What you are asked to do: Using the records below, give again exactly the lines from the line that contains "Objective — drop one pin on each instance of the cadet" through the line that contains "the white naval", both ends included, and only those.
[[ Material for this exercise open ]]
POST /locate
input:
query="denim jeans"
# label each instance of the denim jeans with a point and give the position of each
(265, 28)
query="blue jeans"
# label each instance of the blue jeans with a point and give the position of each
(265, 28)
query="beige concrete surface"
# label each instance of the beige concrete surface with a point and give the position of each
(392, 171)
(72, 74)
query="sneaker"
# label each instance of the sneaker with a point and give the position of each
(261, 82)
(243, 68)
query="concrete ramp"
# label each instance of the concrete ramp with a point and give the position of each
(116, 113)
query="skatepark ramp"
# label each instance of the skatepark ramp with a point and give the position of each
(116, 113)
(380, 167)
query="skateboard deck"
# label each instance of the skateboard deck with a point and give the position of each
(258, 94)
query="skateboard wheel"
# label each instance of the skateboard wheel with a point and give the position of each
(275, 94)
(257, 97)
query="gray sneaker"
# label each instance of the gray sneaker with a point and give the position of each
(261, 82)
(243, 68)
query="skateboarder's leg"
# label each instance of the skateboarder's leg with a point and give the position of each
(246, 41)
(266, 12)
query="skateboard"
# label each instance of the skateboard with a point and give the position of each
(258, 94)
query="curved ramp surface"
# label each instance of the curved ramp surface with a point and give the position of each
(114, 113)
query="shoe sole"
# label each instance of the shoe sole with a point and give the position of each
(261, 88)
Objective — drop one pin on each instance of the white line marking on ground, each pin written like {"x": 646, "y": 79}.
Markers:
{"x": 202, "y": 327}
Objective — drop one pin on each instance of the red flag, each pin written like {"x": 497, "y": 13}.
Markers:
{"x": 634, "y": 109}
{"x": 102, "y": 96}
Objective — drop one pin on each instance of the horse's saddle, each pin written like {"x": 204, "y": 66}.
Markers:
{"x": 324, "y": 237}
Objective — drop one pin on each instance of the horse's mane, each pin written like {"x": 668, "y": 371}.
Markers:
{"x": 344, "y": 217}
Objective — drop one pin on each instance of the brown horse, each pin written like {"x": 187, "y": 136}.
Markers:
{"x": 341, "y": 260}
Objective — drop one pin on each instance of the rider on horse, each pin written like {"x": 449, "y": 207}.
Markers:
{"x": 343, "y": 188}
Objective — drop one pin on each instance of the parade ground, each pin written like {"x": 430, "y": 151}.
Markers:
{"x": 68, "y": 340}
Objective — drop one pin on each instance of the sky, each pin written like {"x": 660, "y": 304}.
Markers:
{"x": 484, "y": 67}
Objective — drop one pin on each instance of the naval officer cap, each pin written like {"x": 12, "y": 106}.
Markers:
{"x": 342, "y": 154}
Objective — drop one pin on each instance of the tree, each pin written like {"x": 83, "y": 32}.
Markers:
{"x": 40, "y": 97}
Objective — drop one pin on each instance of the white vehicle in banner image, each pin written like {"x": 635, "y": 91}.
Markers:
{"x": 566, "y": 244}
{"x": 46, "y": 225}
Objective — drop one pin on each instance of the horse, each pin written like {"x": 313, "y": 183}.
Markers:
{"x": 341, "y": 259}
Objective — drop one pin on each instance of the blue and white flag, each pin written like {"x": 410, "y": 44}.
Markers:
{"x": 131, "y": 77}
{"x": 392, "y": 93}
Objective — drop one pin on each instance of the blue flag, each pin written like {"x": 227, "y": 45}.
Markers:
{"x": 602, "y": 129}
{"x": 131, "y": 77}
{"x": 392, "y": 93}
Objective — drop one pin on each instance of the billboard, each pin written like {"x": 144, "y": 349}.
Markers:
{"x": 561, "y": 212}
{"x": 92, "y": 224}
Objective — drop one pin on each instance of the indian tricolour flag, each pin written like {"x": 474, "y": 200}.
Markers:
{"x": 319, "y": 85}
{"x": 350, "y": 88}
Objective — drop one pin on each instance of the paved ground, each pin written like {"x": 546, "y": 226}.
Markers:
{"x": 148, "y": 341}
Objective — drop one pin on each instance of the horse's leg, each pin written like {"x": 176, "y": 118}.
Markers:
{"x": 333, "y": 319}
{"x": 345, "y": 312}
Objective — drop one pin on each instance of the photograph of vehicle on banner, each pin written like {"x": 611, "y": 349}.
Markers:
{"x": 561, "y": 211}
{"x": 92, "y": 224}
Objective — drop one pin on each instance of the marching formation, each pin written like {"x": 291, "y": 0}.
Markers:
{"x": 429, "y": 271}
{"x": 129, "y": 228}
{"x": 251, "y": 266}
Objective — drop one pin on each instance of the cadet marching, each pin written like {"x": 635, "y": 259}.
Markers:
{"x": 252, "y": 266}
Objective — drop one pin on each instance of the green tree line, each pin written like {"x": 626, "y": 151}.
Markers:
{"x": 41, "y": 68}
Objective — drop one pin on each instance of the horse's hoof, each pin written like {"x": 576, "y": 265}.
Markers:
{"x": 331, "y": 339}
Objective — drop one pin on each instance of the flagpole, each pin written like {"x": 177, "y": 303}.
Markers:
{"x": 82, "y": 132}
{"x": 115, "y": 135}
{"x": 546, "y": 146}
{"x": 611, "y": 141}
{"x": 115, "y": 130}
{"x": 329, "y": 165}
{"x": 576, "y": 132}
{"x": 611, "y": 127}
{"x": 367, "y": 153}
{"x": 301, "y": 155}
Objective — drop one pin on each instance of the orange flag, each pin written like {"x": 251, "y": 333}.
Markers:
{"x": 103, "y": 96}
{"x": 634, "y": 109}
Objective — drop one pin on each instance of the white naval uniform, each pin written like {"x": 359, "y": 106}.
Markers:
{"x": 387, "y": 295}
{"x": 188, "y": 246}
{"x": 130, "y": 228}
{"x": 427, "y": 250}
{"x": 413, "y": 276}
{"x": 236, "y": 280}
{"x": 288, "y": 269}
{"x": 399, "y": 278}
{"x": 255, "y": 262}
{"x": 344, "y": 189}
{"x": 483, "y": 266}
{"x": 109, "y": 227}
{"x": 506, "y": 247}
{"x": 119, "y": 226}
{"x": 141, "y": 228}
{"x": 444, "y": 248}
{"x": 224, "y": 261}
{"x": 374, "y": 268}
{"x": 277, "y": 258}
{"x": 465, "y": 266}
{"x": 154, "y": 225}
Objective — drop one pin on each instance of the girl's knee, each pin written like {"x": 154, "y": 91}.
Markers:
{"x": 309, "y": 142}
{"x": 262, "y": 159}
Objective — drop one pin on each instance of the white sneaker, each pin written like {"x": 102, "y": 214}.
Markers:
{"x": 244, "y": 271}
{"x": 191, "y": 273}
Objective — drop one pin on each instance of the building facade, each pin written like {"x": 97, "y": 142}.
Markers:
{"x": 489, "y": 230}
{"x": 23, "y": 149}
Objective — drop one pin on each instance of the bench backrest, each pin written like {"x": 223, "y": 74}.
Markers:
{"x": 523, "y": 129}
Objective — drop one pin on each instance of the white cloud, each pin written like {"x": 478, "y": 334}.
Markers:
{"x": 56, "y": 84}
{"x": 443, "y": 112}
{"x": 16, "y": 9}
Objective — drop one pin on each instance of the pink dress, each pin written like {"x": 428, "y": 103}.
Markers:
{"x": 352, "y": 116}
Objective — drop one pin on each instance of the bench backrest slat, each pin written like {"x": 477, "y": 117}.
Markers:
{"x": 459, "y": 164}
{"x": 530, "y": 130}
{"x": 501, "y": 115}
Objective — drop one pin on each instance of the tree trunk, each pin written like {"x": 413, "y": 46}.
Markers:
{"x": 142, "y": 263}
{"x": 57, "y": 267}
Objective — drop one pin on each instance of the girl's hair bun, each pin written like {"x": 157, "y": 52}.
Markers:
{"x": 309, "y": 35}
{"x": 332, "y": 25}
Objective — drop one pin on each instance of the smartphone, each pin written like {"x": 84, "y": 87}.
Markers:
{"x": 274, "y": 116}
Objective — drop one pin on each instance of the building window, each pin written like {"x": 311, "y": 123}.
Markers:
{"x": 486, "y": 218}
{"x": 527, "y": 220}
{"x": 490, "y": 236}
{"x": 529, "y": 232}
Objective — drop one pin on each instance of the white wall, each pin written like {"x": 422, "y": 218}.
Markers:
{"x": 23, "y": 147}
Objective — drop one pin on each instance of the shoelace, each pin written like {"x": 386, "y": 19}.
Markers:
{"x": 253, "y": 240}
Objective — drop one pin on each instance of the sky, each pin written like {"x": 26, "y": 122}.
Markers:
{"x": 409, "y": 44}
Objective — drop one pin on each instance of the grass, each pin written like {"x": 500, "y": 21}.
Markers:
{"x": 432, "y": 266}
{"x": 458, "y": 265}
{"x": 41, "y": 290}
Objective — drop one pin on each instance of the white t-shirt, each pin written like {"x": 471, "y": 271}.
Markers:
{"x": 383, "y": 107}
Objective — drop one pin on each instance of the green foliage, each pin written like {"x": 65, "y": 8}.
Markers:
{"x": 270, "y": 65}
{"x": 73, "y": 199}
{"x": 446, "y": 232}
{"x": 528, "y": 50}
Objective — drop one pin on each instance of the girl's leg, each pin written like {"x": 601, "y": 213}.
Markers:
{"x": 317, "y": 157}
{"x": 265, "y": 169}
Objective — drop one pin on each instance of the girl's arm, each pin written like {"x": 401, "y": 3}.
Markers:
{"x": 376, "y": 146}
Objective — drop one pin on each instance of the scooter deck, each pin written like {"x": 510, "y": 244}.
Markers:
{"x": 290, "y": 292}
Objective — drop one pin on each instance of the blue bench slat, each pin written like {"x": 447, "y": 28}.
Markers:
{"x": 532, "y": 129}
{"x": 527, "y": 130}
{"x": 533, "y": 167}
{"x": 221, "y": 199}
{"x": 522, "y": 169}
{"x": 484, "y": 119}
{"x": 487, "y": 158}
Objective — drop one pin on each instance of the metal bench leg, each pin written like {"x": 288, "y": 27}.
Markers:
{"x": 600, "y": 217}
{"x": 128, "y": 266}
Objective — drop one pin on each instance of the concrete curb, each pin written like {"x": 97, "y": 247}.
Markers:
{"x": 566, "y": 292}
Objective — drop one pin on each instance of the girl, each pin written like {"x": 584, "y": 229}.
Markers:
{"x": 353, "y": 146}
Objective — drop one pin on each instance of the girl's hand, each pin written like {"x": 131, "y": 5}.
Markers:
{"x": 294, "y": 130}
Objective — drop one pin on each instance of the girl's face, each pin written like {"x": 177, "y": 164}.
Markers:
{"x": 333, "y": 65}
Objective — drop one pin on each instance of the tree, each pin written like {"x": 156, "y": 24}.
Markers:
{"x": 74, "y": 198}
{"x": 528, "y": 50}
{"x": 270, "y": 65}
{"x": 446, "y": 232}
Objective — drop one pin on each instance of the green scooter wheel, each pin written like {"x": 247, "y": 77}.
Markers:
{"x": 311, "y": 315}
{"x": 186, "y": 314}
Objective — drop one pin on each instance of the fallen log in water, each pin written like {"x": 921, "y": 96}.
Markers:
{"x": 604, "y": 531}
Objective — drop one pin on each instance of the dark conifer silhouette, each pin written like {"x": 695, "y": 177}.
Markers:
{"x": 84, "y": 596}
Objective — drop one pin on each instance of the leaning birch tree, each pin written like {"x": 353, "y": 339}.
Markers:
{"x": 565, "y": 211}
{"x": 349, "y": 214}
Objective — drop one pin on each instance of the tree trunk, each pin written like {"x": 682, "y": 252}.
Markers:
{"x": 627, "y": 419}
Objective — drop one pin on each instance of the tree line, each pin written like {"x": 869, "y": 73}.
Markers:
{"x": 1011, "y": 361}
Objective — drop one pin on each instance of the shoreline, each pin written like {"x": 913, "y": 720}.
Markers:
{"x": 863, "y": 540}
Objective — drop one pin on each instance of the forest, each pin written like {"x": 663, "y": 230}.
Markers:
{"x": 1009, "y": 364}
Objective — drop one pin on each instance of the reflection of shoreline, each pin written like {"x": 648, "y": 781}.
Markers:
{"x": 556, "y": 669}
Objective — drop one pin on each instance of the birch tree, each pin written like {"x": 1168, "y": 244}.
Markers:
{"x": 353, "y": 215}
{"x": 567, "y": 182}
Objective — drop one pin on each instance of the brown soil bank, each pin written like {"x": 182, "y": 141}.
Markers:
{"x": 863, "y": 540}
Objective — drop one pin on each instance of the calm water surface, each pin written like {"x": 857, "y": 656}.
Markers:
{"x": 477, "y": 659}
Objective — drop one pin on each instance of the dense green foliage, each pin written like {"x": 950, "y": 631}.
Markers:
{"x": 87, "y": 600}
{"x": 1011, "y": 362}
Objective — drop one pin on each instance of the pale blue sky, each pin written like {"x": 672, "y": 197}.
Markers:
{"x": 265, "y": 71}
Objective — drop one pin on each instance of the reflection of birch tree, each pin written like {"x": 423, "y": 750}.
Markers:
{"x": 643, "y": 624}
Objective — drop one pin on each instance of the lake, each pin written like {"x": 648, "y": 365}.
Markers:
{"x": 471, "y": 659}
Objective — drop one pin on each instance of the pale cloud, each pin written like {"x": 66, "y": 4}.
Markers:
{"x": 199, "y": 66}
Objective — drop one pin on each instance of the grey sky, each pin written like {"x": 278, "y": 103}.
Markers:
[[ Material for this exercise closed ]]
Response for this exercise:
Objective — drop one pin on each instance of the cadet marching, each pin written like {"x": 635, "y": 259}.
Markers:
{"x": 252, "y": 266}
Objective — drop one pin on each instance of the green tree line, each pin written like {"x": 626, "y": 151}.
Markers:
{"x": 41, "y": 68}
Objective — drop one pin on each instance of the horse's hoof, each pin written like {"x": 576, "y": 265}.
Markers:
{"x": 331, "y": 339}
Objective — drop one pin on each instance of the flagpole, each pin written like {"x": 177, "y": 303}.
Markers:
{"x": 82, "y": 132}
{"x": 115, "y": 135}
{"x": 546, "y": 146}
{"x": 611, "y": 141}
{"x": 115, "y": 130}
{"x": 329, "y": 165}
{"x": 576, "y": 132}
{"x": 611, "y": 127}
{"x": 367, "y": 153}
{"x": 301, "y": 155}
Objective — drop one pin on each instance of the orange flag, each pin written like {"x": 251, "y": 333}.
Markers:
{"x": 103, "y": 96}
{"x": 634, "y": 109}
Objective — drop one pin on each instance of the white naval uniform, each pin written like {"x": 359, "y": 106}.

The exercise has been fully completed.